(Collected data)
++++

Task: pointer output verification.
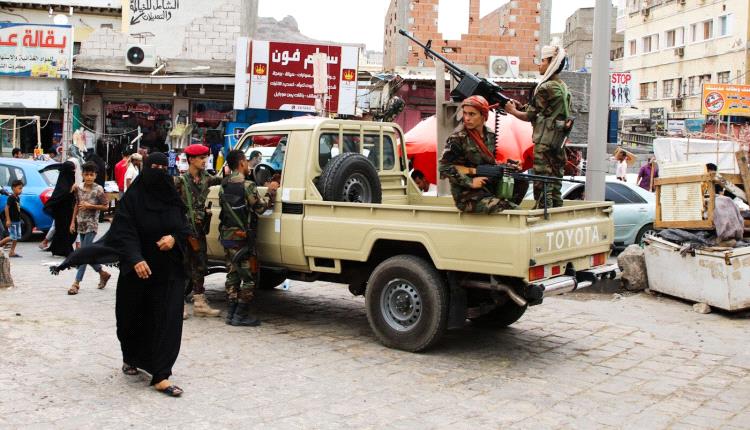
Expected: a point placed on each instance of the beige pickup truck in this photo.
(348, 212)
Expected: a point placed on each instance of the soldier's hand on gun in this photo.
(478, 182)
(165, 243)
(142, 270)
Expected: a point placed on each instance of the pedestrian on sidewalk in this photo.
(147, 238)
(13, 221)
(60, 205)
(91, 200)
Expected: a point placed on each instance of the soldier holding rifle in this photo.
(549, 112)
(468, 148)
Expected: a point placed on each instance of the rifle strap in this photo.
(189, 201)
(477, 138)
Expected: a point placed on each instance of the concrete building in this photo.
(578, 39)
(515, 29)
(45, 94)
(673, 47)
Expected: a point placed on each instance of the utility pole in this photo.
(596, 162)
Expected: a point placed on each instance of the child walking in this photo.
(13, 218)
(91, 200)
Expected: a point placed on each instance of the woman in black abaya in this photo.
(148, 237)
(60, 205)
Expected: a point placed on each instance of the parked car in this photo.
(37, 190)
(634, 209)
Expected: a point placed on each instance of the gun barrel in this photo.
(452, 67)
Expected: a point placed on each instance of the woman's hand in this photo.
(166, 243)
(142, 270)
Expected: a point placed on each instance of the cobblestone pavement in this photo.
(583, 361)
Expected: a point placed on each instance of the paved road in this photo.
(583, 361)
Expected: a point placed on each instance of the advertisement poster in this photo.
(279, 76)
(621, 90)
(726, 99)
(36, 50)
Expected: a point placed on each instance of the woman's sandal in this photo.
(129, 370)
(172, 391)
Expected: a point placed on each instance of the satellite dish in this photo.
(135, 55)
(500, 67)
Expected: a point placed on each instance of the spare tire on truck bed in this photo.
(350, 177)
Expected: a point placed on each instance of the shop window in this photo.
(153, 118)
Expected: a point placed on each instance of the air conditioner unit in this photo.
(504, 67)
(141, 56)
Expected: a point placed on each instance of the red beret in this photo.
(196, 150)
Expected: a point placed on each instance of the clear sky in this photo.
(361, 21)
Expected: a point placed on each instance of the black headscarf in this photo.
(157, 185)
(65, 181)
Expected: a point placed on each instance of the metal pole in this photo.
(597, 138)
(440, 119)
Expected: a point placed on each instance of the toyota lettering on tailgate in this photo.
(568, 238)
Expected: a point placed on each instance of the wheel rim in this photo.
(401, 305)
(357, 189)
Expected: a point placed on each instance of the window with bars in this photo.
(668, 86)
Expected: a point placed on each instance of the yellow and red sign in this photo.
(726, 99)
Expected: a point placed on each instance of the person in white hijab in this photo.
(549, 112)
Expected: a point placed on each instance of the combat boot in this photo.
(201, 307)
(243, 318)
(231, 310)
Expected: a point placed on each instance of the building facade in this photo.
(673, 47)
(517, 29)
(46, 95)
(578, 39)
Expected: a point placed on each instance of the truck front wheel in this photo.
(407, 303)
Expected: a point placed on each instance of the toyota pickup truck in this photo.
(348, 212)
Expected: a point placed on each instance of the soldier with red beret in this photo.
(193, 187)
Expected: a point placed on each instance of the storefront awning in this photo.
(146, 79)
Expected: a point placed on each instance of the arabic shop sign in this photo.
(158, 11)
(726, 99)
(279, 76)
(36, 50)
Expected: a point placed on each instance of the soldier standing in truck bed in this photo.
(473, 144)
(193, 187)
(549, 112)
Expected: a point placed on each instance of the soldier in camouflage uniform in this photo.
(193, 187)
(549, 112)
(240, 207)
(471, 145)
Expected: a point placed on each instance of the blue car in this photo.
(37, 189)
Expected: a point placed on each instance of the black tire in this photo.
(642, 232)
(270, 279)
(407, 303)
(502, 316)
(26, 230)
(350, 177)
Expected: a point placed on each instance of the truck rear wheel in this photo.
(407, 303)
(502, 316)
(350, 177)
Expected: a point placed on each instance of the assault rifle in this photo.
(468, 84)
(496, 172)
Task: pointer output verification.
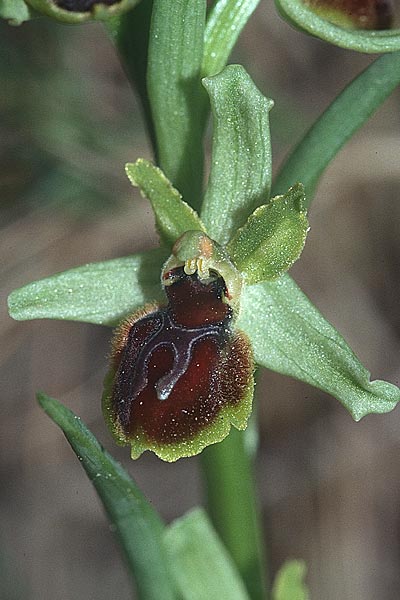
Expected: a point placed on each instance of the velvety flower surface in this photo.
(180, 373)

++++

Edit the listing above by changing every "in this photo" to "in this image" and keeping everything else the same. Leave the pictures out of your answer.

Task: pointer output verification.
Expected: a point placed on each instance of the beige pickup truck in this image.
(348, 212)
Expected: a point placed on each instance of the soldier's hand on gun in this image.
(478, 182)
(165, 243)
(142, 270)
Expected: a point placed on each instance of the pedestrian on sidewalk in this image.
(147, 238)
(13, 221)
(60, 205)
(91, 200)
Expected: a point placed on each instance of the soldier holding rifle in this image.
(549, 112)
(468, 148)
Expected: a point placed on each instance of the rifle strap in this image.
(189, 201)
(477, 138)
Expected: a point placed on each instance of the concrete building in this image.
(578, 39)
(515, 29)
(45, 94)
(673, 47)
Expected: a point placed on each instance of the utility pole in this image.
(596, 162)
Expected: a point placed on each instance of the child walking in this image.
(13, 218)
(91, 200)
Expected: a point placed on each instance of the woman in black abaya in this image.
(148, 237)
(60, 205)
Expected: a point placed on each instance of the parked car in this image.
(37, 190)
(634, 209)
Expected: a point placed on each instance of the gun barrel in this image.
(452, 67)
Expected: a point placed on each instance of the woman's hand in this image.
(166, 243)
(142, 270)
Expected: a point placed on each instance of the cobblestone pavement in this image.
(583, 361)
Expected: a point placed on each instance of the paved road in this image.
(583, 361)
Expected: a point placed on each instance of the advertisement poster in this image.
(279, 76)
(621, 90)
(726, 99)
(36, 50)
Expected: a point placed on each instance of the woman's sandal in this image.
(129, 370)
(172, 391)
Expected: a point placed on each instance of the satellite dish in this image.
(135, 55)
(500, 67)
Expected: a point placed on each instance of the spare tire on truck bed in this image.
(350, 177)
Expected: a point placed on each instance of the shop window in this image.
(153, 118)
Expected: a point placed on each instance of the air conditioner unit in this image.
(504, 67)
(141, 56)
Expected: a point placed on each instance of the red beret in this image.
(196, 150)
Expected: a point placed on each instance of the clear sky in this image.
(361, 21)
Expected: a point placed on each instance of the black headscarf in this image.
(157, 185)
(65, 181)
Expected: a point placed on each instance of the metal pole in this image.
(597, 138)
(440, 119)
Expected: a point placed on each instance of the toyota lettering on tailgate in this image.
(568, 238)
Expected: a point placed on each instance of the wheel rim in this image.
(401, 305)
(357, 189)
Expected: a point placed on each instance of the window with bars in this image.
(668, 86)
Expected: a point placed on each instance of the yellow and red sign in this image.
(726, 99)
Expected: a point placed on each instance of the person in white hijab in this image.
(549, 112)
Expected: a point placed on each instance of the combat boot in this image.
(201, 307)
(243, 318)
(231, 310)
Expected: a point placed on each instance of the building facade in this image.
(673, 47)
(517, 29)
(46, 95)
(578, 39)
Expected: a point placed on each instance of the truck front wheel in this image.
(407, 303)
Expected: a point placed on each instance of the toyota pickup truck in this image.
(348, 212)
Expected: a point placed on each instance of the soldier with red beret in this image.
(193, 187)
Expected: a point placed on each instance of the storefront awning in this image.
(146, 79)
Expected: a point placed on each instance of the arabic shop sign in this image.
(158, 11)
(726, 99)
(279, 76)
(36, 50)
Expected: a point placed on each instance of the soldier standing in truck bed in this image.
(473, 144)
(193, 187)
(549, 112)
Expected: a point placed on each instance of the soldier in camouflage uniform in this image.
(193, 187)
(549, 112)
(240, 207)
(471, 145)
Expected: a point placed on each instance of the blue car in this image.
(37, 189)
Expected: a point placed on each instance of the black tire in this image.
(642, 232)
(270, 279)
(407, 303)
(502, 316)
(26, 230)
(350, 177)
Expected: a point placed on each instance of the truck rear wheel in this image.
(407, 303)
(502, 316)
(350, 177)
Expected: a point placed on each instance of the assault rifle in this image.
(468, 84)
(496, 172)
Task: pointer output verification.
Expected: a point placed on each instance of the velvety flower surface in this image.
(180, 373)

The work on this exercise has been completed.